What to work on
Reproduce the items below word for word, from the line containing "Dear assistant, the user would like the child" through the line containing "[192,0,600,158]", with both of those lines included.

Records for the exercise
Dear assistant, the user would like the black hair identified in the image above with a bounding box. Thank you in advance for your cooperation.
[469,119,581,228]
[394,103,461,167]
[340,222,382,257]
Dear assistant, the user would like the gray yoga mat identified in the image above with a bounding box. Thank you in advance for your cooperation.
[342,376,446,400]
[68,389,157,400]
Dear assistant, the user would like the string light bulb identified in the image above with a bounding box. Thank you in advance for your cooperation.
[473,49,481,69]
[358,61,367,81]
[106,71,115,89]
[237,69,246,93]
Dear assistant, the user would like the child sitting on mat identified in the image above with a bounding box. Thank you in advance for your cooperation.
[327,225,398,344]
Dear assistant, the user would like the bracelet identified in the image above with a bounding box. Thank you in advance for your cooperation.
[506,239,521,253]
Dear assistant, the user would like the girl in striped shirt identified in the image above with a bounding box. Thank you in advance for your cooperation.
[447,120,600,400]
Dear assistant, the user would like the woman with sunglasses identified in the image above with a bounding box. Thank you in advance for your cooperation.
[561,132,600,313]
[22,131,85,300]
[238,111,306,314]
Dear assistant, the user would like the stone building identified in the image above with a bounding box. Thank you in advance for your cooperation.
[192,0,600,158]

==

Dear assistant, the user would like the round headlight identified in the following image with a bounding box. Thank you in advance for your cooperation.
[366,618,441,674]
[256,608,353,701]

Result of the exercise
Dear assistant, the user would like the child sitting on mat identified in the image above with a bounding box. Thank you in advance for your cooperation.
[327,225,398,344]
Dear assistant, the user would like the bracelet identified in the image above with a bounding box. Thank you in advance for your cooperation.
[506,239,521,253]
Dear assistant, the user would like the girl in striped shirt identified in the image above with a bounding box. Thank you in advance for your cooperation.
[447,120,600,400]
Dear assistant, the user would like the woman with sunglasses identified in the image above with a bounding box. Thank you in advance for your cooperation.
[561,132,600,313]
[22,131,85,300]
[238,111,306,314]
Dear assistant, the user would like the stone building identified in the image above with a bounding box. Thank you in advance for your cooperation.
[192,0,600,158]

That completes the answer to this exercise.